Your task
Can you repeat the lines below word for word, starting with the first line and ending with the line that contains "pixel 214 48", with both included?

Dataset content
☆ ☆ ☆ ☆ ☆
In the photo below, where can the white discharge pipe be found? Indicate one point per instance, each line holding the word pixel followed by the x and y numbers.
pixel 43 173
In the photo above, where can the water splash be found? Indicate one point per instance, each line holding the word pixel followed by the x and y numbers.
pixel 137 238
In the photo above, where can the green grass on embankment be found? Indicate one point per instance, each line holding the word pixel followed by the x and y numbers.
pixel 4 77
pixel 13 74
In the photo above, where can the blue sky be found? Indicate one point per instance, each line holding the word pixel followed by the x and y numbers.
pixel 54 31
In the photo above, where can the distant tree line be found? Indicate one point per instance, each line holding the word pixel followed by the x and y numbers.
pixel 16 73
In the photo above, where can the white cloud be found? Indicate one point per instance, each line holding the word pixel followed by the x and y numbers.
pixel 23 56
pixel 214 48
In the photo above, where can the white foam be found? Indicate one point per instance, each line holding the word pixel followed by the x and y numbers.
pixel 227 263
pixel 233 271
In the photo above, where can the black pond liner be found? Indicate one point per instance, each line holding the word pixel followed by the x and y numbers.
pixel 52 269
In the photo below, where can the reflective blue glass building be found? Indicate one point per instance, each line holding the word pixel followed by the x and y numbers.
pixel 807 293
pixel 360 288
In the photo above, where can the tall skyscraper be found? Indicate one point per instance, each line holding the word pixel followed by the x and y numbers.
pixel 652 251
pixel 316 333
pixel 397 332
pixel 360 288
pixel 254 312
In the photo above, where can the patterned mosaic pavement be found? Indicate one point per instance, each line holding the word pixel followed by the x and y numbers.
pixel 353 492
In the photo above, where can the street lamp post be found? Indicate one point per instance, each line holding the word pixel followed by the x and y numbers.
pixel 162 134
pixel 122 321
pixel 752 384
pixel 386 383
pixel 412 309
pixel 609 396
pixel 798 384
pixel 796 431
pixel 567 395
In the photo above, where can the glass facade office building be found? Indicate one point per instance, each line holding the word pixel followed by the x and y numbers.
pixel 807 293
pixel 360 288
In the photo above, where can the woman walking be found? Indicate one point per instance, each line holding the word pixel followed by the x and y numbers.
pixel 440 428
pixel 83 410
☆ ☆ ☆ ☆ ☆
Result of the task
In the photo below, where can the white discharge pipe be found? Indicate one point per instance, each line holding the word pixel followed by the x and y numbers.
pixel 43 173
In the photo above, where can the water splash be found? Indicate one point per instance, each line holding the word pixel followed by the x and y numbers.
pixel 137 238
In the photo above, where can the green grass on embankment be found? Indicate one point per instance, each line holding the word pixel followed by the x and y numbers.
pixel 4 77
pixel 13 74
In the photo above, where can the blue sky be found? Indicate one point per instance, each line holding the word pixel followed by the x and y numbers.
pixel 54 31
In the photo above, where can the distant tree line be found? Indicate one point per instance, each line holding the word pixel followed by the x and y numbers.
pixel 16 73
In the photo above, where can the white cloud be found? Indicate one point per instance, each line holding the word pixel followed by the x and y numbers.
pixel 23 56
pixel 214 48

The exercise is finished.